Jesse in Nicaragua 2019 Pic - Rick Briggs @donde_x

SHOW NOTES

Do you take your surfing seriously—but find yourself frustrated, stuck, or simply not having fun anymore?

In this powerful episode, Jesse Faen—former editor of Waves Magazine, surf industry leader, and lifelong waterman—shares what decades around the world’s best surfers taught him about mindset, joy, and performance. Recorded at the end of a transformative surf retreat in Nicaragua, this conversation will challenge how you think about surfing and yourself.

  • Discover why being playful in the water may be the most effective way to improve.

  • Learn how Kelee meditation creates mental space for better surfing and deeper self-awareness.

  • Hear behind-the-scenes stories from the pro tour and what truly separates good surfers from the greats.

Hit play now to uncover the mindset shift that will change how you surf—and how you live.

Jesse Faen is a talented surfer from North Narrabeen, Sydney turned surf media guru, former editor of Waves mag, Surfing mag, former WSL Media Director, has worked for brands like Insight, Magicseaweed, Malibu Popoyo. In this episode he shares; his playful take on surfing and lessons form his experiences with elite surfers.

Jesse’ Instagram - @jessefaen
https://www.instagram.com/jessefaen/?hl=en

Key Points

  • The importance of a playful mindset in surfing, emphasizing openness to new experiences and the joy of learning, was discussed.

  • A workshop on surfing posture, technique, and Kili meditation held in Solana Beach, San Diego, was highlighted for its positive reception and future plans.

  • The integration of meditation, specifically the Kili technique, into daily practice was noted for its simplicity and effectiveness in enhancing both personal and surfing performance.

  • The profound impact of the week-long surf trip, including lessons on meditation and personal development, was emphasized for its unexpected but significant benefits.

  • The value of having role models and consistent exposure to elite surfing techniques was discussed in the context of personal improvement and technique acquisition.

  • The concept of playfulness in surfing was expanded upon, highlighting the importance of trying new things, maintaining a humble mindset, and enjoying the learning process.

  • The influence of elite surfers, such as Tom Curran and Andy, on mindset and performance was discussed, emphasizing the importance of mental resilience and continuous improvement.

# DATA ROWS

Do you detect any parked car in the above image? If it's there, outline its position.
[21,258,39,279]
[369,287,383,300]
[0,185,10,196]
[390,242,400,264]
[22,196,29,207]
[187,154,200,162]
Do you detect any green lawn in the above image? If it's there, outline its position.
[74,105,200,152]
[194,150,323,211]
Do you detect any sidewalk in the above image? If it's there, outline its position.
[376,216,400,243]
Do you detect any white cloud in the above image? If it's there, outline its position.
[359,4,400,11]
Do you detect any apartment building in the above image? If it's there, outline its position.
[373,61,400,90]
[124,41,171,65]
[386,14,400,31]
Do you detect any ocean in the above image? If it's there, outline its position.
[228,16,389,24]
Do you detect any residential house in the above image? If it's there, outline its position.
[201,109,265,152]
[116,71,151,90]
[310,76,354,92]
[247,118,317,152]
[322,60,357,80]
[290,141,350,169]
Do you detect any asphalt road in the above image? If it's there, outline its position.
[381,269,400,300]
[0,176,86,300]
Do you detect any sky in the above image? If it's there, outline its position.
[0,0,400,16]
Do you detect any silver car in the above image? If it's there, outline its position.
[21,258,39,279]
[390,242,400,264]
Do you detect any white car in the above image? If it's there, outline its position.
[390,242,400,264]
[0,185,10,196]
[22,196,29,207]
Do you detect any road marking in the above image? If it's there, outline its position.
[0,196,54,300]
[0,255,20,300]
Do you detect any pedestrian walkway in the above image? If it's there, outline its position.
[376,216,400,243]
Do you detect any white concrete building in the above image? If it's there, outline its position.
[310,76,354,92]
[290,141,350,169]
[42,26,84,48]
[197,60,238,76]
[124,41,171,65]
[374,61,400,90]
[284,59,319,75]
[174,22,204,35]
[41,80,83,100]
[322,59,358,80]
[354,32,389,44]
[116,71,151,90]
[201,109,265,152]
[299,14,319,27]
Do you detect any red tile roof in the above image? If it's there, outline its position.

# REQUESTS
**A.** In the surf podcast show notes, rewrite the stretch from "Jesse Faen is" through "learning, was discussed.", substituting "surf media expert" for "surf media guru".
**B.** According to the surf podcast show notes, where was the workshop on surfing posture, technique, and Kili meditation held?

# EXERCISE RESULTS
**A.**
Jesse Faen is a talented surfer from North Narrabeen, Sydney turned surf media expert, former editor of Waves mag, Surfing mag, former WSL Media Director, has worked for brands like Insight, Magicseaweed, Malibu Popoyo. In this episode he shares; his playful take on surfing and lessons form his experiences with elite surfers.

Jesse’ Instagram - @jessefaen
https://www.instagram.com/jessefaen/?hl=en

Key Points

  • The importance of a playful mindset in surfing, emphasizing openness to new experiences and the joy of learning, was discussed.

**B.** Solana Beach, San Diego.